» AVAILABLE RECORDS
================

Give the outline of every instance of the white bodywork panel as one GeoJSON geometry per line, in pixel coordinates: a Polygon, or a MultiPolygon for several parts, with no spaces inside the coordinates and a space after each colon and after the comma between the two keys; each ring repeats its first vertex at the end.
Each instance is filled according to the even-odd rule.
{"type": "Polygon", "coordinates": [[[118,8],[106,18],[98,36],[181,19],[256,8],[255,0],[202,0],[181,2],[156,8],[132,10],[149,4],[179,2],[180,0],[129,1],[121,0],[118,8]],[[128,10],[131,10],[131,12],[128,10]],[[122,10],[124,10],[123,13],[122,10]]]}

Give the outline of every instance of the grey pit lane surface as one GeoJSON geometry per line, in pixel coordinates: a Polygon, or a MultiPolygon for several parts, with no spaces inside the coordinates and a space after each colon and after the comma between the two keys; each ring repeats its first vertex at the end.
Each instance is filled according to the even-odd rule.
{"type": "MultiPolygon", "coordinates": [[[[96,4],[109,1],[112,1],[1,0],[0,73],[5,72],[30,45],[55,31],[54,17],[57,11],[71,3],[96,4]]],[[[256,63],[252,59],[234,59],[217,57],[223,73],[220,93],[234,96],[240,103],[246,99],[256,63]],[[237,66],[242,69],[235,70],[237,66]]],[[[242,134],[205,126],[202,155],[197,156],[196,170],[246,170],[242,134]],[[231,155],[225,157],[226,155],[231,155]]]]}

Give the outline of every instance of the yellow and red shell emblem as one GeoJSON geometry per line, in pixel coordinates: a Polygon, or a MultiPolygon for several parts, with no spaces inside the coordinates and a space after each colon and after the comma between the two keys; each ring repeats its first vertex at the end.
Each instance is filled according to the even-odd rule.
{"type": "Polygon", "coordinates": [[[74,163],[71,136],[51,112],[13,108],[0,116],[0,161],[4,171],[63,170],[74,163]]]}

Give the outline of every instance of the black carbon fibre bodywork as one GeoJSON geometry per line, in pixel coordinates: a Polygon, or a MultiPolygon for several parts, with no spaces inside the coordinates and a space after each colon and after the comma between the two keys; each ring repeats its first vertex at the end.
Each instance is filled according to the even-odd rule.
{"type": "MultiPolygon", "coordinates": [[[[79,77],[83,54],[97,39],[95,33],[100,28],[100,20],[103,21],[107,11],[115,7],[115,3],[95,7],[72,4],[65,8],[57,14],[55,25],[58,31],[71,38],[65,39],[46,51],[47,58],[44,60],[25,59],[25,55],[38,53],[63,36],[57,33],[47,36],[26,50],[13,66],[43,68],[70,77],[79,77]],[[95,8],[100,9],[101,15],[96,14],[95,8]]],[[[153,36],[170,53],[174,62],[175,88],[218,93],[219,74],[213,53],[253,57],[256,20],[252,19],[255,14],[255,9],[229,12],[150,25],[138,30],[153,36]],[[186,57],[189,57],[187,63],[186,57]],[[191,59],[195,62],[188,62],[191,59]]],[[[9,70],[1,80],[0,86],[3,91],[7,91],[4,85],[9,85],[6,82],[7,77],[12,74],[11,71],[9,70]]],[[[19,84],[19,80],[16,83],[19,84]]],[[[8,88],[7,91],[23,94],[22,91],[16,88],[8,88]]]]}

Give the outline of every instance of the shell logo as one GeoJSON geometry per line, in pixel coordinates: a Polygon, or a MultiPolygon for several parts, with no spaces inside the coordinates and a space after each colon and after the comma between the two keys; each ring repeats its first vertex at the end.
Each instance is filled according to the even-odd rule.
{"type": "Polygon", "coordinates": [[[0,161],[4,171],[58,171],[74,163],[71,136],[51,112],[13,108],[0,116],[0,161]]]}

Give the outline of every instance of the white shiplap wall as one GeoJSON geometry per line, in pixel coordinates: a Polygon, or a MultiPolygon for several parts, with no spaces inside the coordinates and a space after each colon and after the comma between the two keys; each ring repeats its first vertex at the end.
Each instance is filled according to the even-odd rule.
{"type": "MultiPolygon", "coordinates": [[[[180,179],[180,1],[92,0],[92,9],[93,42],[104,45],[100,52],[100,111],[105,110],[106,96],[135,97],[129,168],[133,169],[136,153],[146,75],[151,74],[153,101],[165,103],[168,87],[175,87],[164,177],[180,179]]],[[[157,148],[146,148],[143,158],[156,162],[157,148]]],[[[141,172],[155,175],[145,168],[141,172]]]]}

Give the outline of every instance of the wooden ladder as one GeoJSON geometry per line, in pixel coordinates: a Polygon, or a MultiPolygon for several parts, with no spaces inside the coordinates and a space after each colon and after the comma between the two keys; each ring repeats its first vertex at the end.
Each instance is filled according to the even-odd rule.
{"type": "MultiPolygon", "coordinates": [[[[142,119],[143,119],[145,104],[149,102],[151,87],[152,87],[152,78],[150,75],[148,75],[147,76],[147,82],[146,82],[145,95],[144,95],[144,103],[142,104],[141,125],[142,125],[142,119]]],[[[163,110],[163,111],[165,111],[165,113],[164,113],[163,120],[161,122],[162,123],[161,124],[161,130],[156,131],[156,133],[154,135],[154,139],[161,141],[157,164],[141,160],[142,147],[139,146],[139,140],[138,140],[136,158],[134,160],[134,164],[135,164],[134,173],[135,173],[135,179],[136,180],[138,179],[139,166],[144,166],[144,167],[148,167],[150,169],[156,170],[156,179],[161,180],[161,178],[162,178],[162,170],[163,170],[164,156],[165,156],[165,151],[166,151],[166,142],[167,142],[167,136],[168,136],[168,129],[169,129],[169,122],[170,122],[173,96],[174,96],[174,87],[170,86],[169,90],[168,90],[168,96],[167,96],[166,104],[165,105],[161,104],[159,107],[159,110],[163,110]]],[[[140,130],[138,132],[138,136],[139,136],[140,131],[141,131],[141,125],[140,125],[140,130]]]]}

================

» WHAT IS NEEDED
Output everything from the line containing "Give the outline of every instance of the wooden" down to the end of the listing as a two-column CSV with the headers instruction and response. Give one row per pair, with the instruction text and its answer each in a single quoted field and all line breaks replaced by spaces.

» EXERCISE RESULT
instruction,response
"Give the outline of every instance of the wooden ladder as one GeoJSON geometry per line, in pixel coordinates: a Polygon, or a MultiPolygon for several parts, with no spaces inside the coordinates and a space after each colon and after the comma between the two keys; each ring repeats its first vertex at the end. Each instance is filled according to the even-odd rule.","{""type"": ""MultiPolygon"", ""coordinates"": [[[[142,119],[143,119],[145,104],[149,102],[151,87],[152,87],[152,78],[150,75],[148,75],[147,76],[147,82],[146,82],[145,95],[144,95],[144,103],[142,104],[141,125],[142,125],[142,119]]],[[[163,110],[163,111],[165,111],[165,113],[164,113],[163,120],[161,122],[162,123],[161,124],[161,130],[156,131],[156,133],[154,135],[154,139],[161,141],[157,164],[141,160],[142,147],[139,146],[139,140],[138,140],[136,158],[134,160],[134,164],[135,164],[134,173],[135,173],[135,179],[136,180],[138,179],[139,166],[144,166],[144,167],[148,167],[150,169],[156,170],[156,179],[161,180],[161,178],[162,178],[162,170],[163,170],[164,156],[165,156],[165,151],[166,151],[166,142],[167,142],[167,136],[168,136],[168,129],[169,129],[169,122],[170,122],[173,96],[174,96],[174,87],[170,86],[169,90],[168,90],[168,96],[167,96],[166,104],[165,105],[161,104],[159,107],[159,110],[163,110]]],[[[140,130],[138,132],[138,136],[139,136],[140,131],[141,131],[141,125],[140,125],[140,130]]]]}"